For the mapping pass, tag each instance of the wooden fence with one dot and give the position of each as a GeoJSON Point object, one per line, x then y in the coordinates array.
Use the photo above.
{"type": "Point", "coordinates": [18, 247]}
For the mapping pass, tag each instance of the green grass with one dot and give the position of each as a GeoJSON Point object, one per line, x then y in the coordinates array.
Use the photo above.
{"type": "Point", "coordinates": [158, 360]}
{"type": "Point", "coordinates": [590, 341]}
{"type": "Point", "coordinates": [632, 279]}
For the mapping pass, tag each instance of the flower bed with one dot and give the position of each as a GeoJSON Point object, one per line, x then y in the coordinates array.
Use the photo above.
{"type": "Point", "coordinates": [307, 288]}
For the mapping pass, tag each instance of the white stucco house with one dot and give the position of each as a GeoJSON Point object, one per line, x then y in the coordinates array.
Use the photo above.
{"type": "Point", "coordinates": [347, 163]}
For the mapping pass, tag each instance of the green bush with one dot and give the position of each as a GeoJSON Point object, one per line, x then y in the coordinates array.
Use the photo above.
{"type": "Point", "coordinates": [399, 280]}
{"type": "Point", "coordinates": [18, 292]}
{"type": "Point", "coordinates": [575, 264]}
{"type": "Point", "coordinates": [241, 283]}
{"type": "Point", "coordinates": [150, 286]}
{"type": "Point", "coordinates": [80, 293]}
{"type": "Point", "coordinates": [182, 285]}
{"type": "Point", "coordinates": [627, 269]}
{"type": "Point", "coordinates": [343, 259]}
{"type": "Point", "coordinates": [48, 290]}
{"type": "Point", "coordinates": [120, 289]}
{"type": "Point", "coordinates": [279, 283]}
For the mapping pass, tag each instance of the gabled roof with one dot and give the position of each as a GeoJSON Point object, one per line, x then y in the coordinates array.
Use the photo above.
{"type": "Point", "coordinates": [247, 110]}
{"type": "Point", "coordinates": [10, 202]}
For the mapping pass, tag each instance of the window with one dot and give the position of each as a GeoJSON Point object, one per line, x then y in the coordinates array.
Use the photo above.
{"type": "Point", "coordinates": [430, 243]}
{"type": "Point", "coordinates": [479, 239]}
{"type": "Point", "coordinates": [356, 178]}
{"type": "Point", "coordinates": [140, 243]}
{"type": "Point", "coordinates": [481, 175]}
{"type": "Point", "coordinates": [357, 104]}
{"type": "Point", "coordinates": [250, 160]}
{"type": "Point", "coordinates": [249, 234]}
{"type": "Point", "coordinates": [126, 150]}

• _Written task_:
Render the records as a Markdown table with the columns Row and Content, numbering each line in its own row. Begin at the line that contains "For the mapping pass, tag each instance of the window" and end at the last line of the records, including both, and leave out any blank lines.

• _Result of this exercise_:
| Row | Content |
|---|---|
| 1 | For the mapping pass, tag each instance of the window with one dot and give the position of each as a GeoJSON Point object, one per line, x then y in the coordinates array. |
| 2 | Use the photo above. |
| 3 | {"type": "Point", "coordinates": [430, 243]} |
| 4 | {"type": "Point", "coordinates": [479, 239]} |
| 5 | {"type": "Point", "coordinates": [356, 178]} |
| 6 | {"type": "Point", "coordinates": [140, 243]} |
| 7 | {"type": "Point", "coordinates": [481, 175]} |
| 8 | {"type": "Point", "coordinates": [357, 104]} |
| 9 | {"type": "Point", "coordinates": [250, 160]} |
| 10 | {"type": "Point", "coordinates": [249, 234]} |
| 11 | {"type": "Point", "coordinates": [126, 150]} |